Фрагмент документа:
———

На первый взгляд кажется удивительным, что Микеланджело и сам начал рано писать стихи. Это, конечно, подтверждает наличие у него высокого уровня остроты восприятия действительности, и еще больше – наличие глубоких духовных проблем, выражавшихся в продолжительном поиске собственного самовыражения. Но и не только. Стихи Микеланджело, к сочинению которых он периодически возвращался в течение всей своей жизни, – это еще одно свидетельство многогранности как необходимого качества творца. Это были не стихи философа, но крик страждущего одинокого человека, не имеющего рядом ни друзей, ни духовно близких. Это были мучительные порывы беседующего с самим собой и ищущего внутренних сил для продолжения нечеловеческой работы.

———

Данные для упражнения:
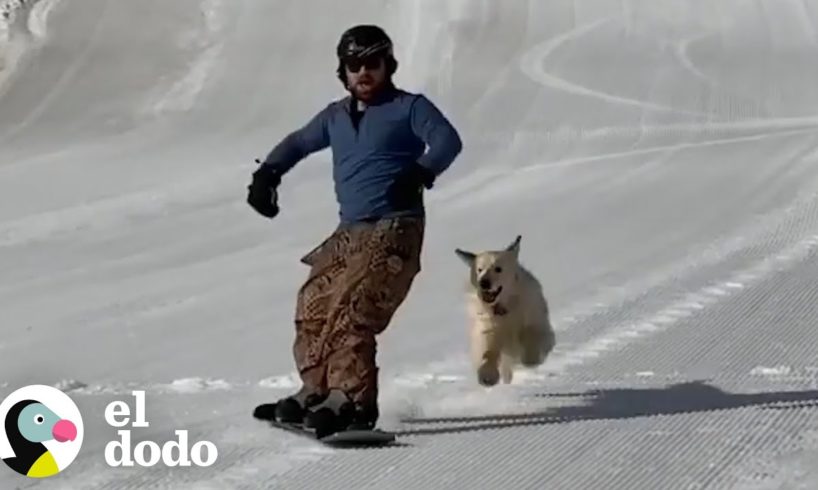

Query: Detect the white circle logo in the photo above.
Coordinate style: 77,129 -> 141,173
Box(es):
0,385 -> 84,478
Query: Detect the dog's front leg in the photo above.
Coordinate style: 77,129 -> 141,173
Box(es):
473,329 -> 500,386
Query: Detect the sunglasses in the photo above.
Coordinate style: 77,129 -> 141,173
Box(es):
344,56 -> 383,73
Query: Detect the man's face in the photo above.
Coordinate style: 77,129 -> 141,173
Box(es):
344,56 -> 386,102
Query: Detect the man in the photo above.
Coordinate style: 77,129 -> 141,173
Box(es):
247,25 -> 462,434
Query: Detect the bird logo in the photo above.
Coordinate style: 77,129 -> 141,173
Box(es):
0,385 -> 83,478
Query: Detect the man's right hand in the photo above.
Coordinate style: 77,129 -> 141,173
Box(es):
247,160 -> 281,219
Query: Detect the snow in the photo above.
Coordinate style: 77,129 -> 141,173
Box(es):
0,0 -> 818,490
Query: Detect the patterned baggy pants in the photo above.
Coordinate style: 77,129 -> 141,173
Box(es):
293,217 -> 425,403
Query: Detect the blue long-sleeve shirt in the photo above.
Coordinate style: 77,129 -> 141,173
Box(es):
263,87 -> 462,223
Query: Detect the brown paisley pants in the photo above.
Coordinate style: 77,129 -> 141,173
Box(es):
293,217 -> 424,403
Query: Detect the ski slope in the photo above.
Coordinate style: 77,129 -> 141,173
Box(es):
0,0 -> 818,490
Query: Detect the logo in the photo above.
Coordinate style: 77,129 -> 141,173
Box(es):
0,385 -> 84,478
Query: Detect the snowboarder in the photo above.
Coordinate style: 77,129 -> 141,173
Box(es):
247,25 -> 462,434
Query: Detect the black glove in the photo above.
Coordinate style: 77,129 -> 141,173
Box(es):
388,163 -> 435,209
247,160 -> 281,219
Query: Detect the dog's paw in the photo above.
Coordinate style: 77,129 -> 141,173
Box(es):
477,364 -> 500,386
520,352 -> 545,368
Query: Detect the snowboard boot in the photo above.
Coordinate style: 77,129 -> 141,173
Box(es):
253,391 -> 325,424
304,390 -> 379,438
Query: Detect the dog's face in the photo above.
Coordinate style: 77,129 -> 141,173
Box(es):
455,236 -> 521,304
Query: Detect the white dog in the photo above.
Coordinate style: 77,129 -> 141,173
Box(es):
455,236 -> 556,386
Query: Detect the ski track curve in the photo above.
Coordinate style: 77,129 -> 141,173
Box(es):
520,18 -> 707,117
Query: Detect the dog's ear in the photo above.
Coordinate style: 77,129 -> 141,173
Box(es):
506,235 -> 523,254
454,248 -> 477,267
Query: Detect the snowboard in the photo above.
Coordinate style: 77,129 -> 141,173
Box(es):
253,404 -> 396,446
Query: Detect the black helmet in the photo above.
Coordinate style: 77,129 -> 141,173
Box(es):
336,25 -> 392,60
335,24 -> 398,86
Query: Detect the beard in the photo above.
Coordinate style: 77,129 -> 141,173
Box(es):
349,76 -> 384,102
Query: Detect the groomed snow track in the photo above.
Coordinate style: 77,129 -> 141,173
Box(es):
0,0 -> 818,490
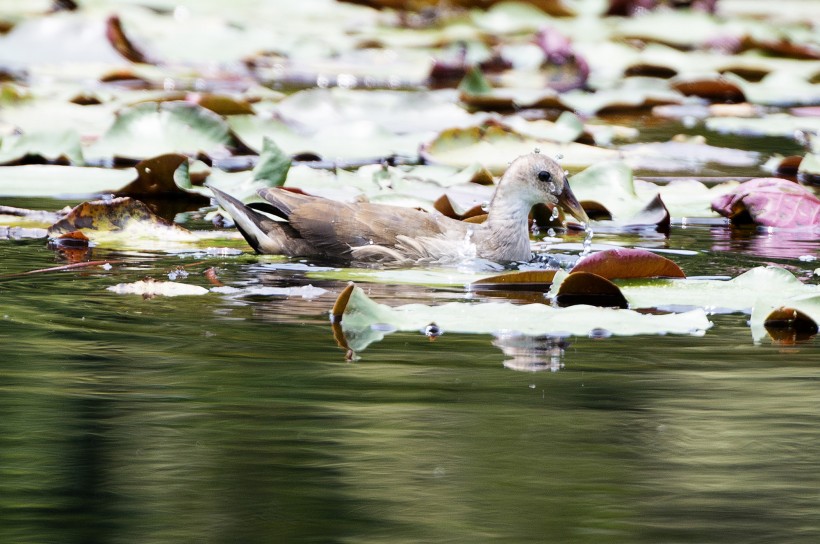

———

Задания:
(a) Определите, соответствуют ли фрагменту о стихах Микеланджело следующие утверждения: (i) Микеланджело писал стихи только в молодости; (ii) его стихи были стихами философа; (iii) рядом с ним не было ни друзей, ни духовно близких. Для каждого ответьте «да» или «нет» и приведите точную цитату из фрагмента, которая это решает.
(b) Повторите без изменений ту часть записей, которая начинается строкой, содержащей «Query: Detect the man in the photo above.», и заканчивается строкой, содержащей «520,18 -> 707,117», включая обе эти строки.

Ответы к заданиям:
(a)
(i) Нет: «к сочинению которых он периодически возвращался в течение всей своей жизни».
(ii) Нет: «Это были не стихи философа, но крик страждущего одинокого человека».
(iii) Да: «не имеющего рядом ни друзей, ни духовно близких».

(b)
Query: Detect the man in the photo above.
Coordinate style: 77,129 -> 141,173
Box(es):
247,25 -> 462,434
Query: Detect the bird logo in the photo above.
Coordinate style: 77,129 -> 141,173
Box(es):
0,385 -> 83,478
Query: Detect the man's right hand in the photo above.
Coordinate style: 77,129 -> 141,173
Box(es):
247,160 -> 281,219
Query: Detect the snow in the photo above.
Coordinate style: 77,129 -> 141,173
Box(es):
0,0 -> 818,490
Query: Detect the patterned baggy pants in the photo above.
Coordinate style: 77,129 -> 141,173
Box(es):
293,217 -> 425,403
Query: Detect the blue long-sleeve shirt in the photo above.
Coordinate style: 77,129 -> 141,173
Box(es):
263,87 -> 462,223
Query: Detect the brown paisley pants in the photo above.
Coordinate style: 77,129 -> 141,173
Box(es):
293,217 -> 424,403
Query: Detect the ski slope in the photo above.
Coordinate style: 77,129 -> 141,173
Box(es):
0,0 -> 818,490
Query: Detect the logo in the photo above.
Coordinate style: 77,129 -> 141,173
Box(es):
0,385 -> 84,478
Query: Detect the snowboarder in the photo above.
Coordinate style: 77,129 -> 141,173
Box(es):
247,25 -> 462,434
Query: Detect the black glove in the photo above.
Coordinate style: 77,129 -> 141,173
Box(es):
388,163 -> 435,209
247,160 -> 281,219
Query: Detect the dog's paw in the photo above.
Coordinate style: 77,129 -> 141,173
Box(es):
477,364 -> 500,386
520,352 -> 545,368
Query: Detect the snowboard boot in the photo above.
Coordinate style: 77,129 -> 141,173
Box(es):
253,391 -> 325,424
304,390 -> 379,438
Query: Detect the dog's face in the photo above.
Coordinate style: 77,129 -> 141,173
Box(es):
455,236 -> 521,304
Query: Detect the white dog in the photo above.
Coordinate style: 77,129 -> 141,173
Box(es):
455,236 -> 556,386
Query: Detect the ski track curve in the photo above.
Coordinate style: 77,129 -> 141,173
Box(es):
520,18 -> 707,117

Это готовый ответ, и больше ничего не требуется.